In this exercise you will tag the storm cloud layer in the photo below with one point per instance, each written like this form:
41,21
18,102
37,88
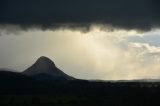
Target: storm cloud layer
127,14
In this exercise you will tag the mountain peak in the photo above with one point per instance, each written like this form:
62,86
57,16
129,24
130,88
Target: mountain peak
44,65
44,61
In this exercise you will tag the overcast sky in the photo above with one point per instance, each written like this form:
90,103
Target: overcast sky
91,39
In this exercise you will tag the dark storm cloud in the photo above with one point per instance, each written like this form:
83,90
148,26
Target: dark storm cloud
128,14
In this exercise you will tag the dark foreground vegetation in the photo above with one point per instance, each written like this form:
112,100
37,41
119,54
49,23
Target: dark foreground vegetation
26,91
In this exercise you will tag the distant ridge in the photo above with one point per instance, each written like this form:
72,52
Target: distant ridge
44,68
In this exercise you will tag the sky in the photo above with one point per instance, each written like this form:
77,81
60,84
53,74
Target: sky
87,39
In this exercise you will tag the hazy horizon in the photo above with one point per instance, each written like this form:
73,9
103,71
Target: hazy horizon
91,39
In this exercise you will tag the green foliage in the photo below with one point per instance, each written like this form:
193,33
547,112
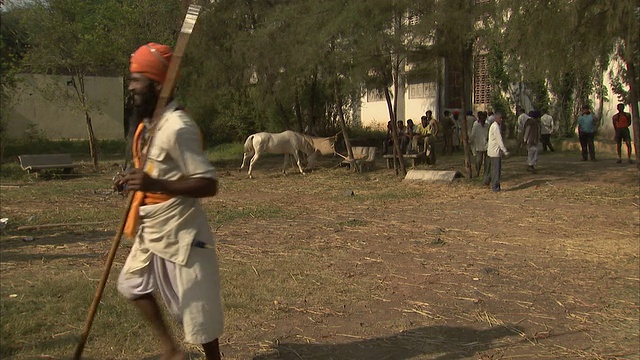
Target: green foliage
77,148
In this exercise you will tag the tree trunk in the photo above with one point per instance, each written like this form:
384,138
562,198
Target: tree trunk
92,140
298,112
343,126
633,98
397,154
465,135
83,100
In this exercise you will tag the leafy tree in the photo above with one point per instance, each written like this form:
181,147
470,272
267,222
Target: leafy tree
609,28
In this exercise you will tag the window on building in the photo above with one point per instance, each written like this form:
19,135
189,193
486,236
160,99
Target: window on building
375,95
481,84
422,90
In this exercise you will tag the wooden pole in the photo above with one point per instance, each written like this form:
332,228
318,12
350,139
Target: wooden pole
165,93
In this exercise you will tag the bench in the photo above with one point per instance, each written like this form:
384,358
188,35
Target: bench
35,163
415,159
363,157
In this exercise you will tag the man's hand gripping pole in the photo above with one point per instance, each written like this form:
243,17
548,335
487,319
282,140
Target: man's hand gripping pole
166,91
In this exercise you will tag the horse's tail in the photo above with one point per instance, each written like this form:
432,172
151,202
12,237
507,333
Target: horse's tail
248,145
248,151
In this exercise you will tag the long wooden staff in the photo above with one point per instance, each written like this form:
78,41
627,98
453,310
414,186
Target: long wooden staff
165,93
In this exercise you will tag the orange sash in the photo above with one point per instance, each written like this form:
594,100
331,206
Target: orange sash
139,197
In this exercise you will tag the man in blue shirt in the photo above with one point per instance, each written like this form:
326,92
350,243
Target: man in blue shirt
587,124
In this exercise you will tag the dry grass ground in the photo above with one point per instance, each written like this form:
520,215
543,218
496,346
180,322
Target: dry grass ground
548,268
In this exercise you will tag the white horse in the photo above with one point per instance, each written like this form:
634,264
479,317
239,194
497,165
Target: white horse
287,143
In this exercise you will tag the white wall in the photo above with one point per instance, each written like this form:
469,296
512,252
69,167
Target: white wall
49,105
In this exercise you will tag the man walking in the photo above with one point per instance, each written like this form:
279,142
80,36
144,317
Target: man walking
478,141
532,139
522,118
495,150
546,121
173,252
621,122
586,133
448,128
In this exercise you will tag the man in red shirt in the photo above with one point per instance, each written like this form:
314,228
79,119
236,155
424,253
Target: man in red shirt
621,122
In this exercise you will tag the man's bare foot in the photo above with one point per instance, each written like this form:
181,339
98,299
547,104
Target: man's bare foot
173,354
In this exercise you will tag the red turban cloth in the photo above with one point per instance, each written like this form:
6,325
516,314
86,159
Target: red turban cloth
152,60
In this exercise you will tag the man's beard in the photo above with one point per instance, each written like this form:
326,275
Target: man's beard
147,105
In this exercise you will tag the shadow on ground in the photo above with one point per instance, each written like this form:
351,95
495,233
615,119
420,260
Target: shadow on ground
440,342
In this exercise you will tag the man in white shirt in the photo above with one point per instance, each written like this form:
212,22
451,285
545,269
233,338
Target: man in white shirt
173,253
547,129
490,118
495,150
522,118
478,142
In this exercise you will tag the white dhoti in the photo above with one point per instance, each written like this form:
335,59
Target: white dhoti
190,288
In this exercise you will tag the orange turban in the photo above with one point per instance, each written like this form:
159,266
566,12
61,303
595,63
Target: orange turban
152,60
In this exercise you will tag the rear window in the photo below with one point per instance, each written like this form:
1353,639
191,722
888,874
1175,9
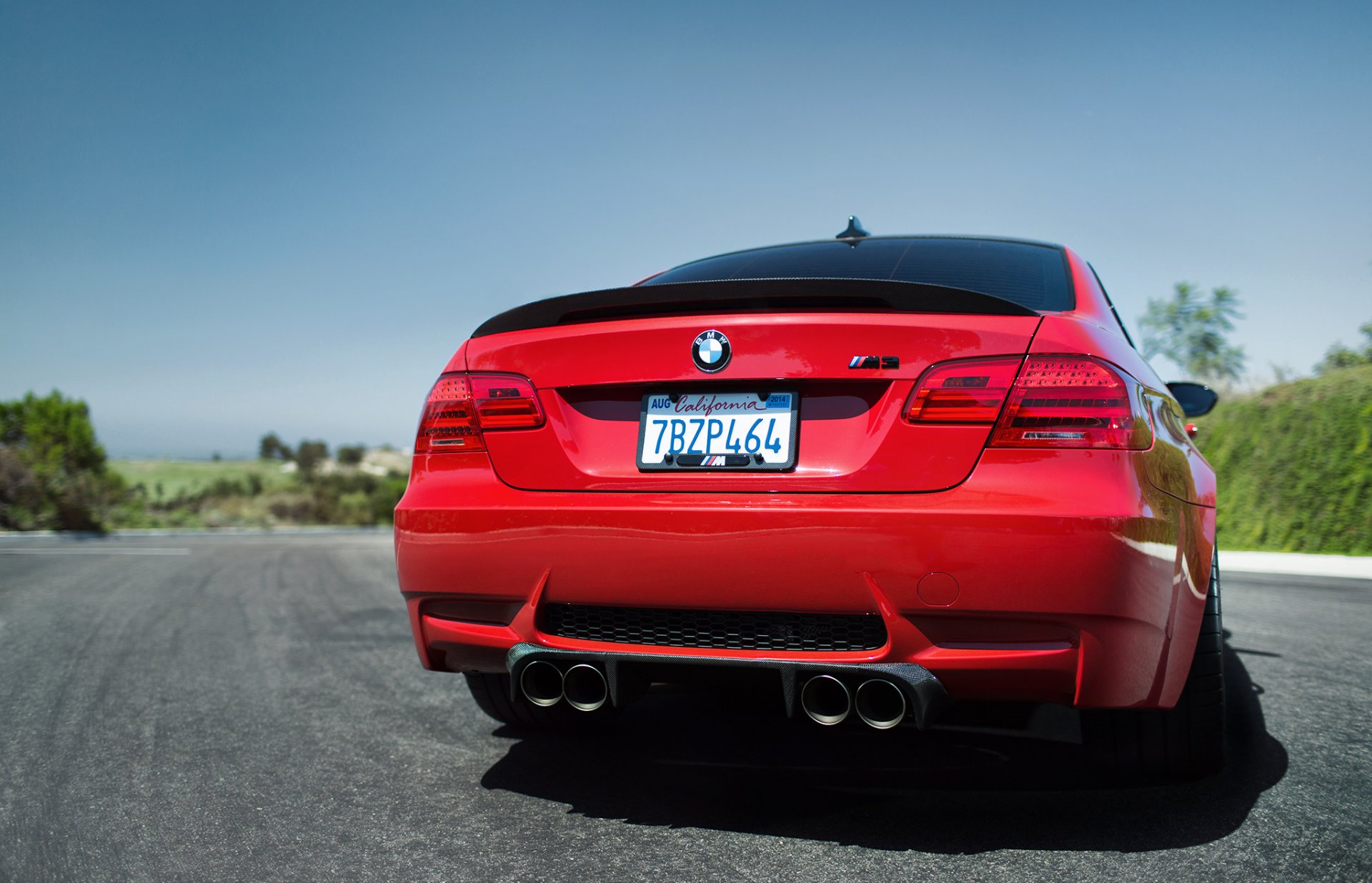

━━━━━━

__WORK REQUIRED__
Look through the listing, and copy each line in which the string "below" turns up.

__SOLUTION TO THIS PROBLEM__
In this exercise you will tag the storm cloud layer in the photo below with one point per instance, each written like this form:
In this exercise you will tag the green foliage in the photo below with one point per instance, each written like this form:
In this exercise you will tag the rear window in the photo below with one point per instance, each written like this form:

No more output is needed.